BEGIN
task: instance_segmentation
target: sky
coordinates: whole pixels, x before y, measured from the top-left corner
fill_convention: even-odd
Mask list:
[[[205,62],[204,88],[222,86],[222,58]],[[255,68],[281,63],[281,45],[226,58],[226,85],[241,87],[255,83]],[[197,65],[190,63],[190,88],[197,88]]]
END
▶ YOUR OBJECTIVE:
Copy out all of the lines above, switching "sky" to "water" and leaving everything else as it is.

▶ EXERCISE ANSWER:
task: instance_segmentation
target: water
coordinates: whole pixels, x before y, measured from the top-left corner
fill_convention: even-odd
Mask list:
[[[205,62],[204,88],[222,86],[222,58]],[[255,68],[281,63],[281,45],[226,58],[226,85],[241,87],[255,83]],[[197,65],[190,63],[190,88],[197,88]]]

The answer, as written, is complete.